-- start --

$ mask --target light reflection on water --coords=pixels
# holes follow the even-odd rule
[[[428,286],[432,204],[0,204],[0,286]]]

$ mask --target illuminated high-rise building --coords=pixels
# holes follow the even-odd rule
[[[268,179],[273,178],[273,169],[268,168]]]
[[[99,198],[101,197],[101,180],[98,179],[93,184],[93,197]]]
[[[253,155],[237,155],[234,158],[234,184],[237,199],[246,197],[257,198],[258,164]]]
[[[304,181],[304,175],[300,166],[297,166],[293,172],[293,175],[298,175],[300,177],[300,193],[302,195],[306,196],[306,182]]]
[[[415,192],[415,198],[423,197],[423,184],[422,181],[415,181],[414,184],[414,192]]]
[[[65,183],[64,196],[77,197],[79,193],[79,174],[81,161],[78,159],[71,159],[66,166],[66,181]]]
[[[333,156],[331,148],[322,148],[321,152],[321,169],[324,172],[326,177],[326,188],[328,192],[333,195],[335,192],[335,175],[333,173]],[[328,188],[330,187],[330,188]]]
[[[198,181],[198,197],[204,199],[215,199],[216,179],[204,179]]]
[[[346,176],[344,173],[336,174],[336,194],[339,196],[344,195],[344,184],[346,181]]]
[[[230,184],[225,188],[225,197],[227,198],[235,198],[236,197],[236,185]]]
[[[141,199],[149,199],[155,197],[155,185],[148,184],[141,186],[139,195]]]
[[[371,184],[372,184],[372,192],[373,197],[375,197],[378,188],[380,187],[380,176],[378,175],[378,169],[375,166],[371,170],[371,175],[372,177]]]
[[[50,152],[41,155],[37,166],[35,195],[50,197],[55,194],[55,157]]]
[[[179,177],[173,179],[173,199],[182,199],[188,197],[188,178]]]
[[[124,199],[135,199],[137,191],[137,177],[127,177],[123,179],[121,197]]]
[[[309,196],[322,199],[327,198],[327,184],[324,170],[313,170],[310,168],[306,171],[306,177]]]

-- end --

▸ Aim of the exercise: Turn every line of the items above into a Markdown table with the columns Row and Line. Number the rows and leave out the blank lines.

▸ Task output:
| Row | Line |
|---|---|
| 1 | $ mask --target light reflection on water --coords=pixels |
| 2 | # holes follow the even-odd rule |
| 3 | [[[428,286],[432,204],[0,204],[0,286]]] |
| 4 | $ mask --target illuminated high-rise building --coords=pixels |
| 5 | # holes follow the even-odd rule |
| 6 | [[[268,179],[273,178],[273,169],[268,168]]] |
| 7 | [[[99,198],[101,197],[101,180],[98,179],[93,184],[93,197]]] |
| 8 | [[[253,155],[237,155],[234,158],[234,184],[237,199],[246,197],[257,198],[258,164]]] |
| 9 | [[[304,181],[304,175],[300,166],[297,166],[293,172],[293,175],[298,175],[300,177],[300,193],[302,195],[306,196],[306,182]]] |
| 10 | [[[415,192],[415,198],[423,197],[423,184],[422,181],[415,181],[414,184],[414,192]]] |
| 11 | [[[65,183],[64,196],[77,197],[79,193],[79,174],[81,161],[78,159],[71,159],[66,166],[66,181]]] |
| 12 | [[[333,156],[331,148],[322,148],[321,152],[321,169],[324,172],[326,177],[326,188],[328,192],[333,195],[335,192],[335,175],[333,173]],[[328,188],[330,187],[330,188]]] |
| 13 | [[[198,181],[198,197],[204,199],[215,199],[216,179],[204,179]]] |
| 14 | [[[346,176],[344,173],[336,174],[336,194],[339,196],[344,195],[344,184],[346,181]]] |
| 15 | [[[230,184],[225,188],[225,197],[227,198],[235,198],[236,197],[236,185]]] |
| 16 | [[[141,199],[149,199],[155,197],[155,185],[148,184],[141,186],[139,195]]] |
| 17 | [[[371,184],[372,184],[372,192],[373,197],[375,197],[378,188],[380,187],[380,176],[378,175],[378,169],[375,166],[371,170],[371,175],[372,177]]] |
| 18 | [[[50,152],[41,155],[37,166],[35,195],[50,197],[55,194],[55,157]]] |
| 19 | [[[179,177],[173,179],[173,199],[182,199],[188,197],[188,178]]] |
| 20 | [[[124,199],[135,199],[137,191],[137,177],[127,177],[123,179],[121,197]]] |
| 21 | [[[309,196],[322,199],[327,198],[327,184],[324,170],[313,170],[310,168],[306,171],[306,177]]] |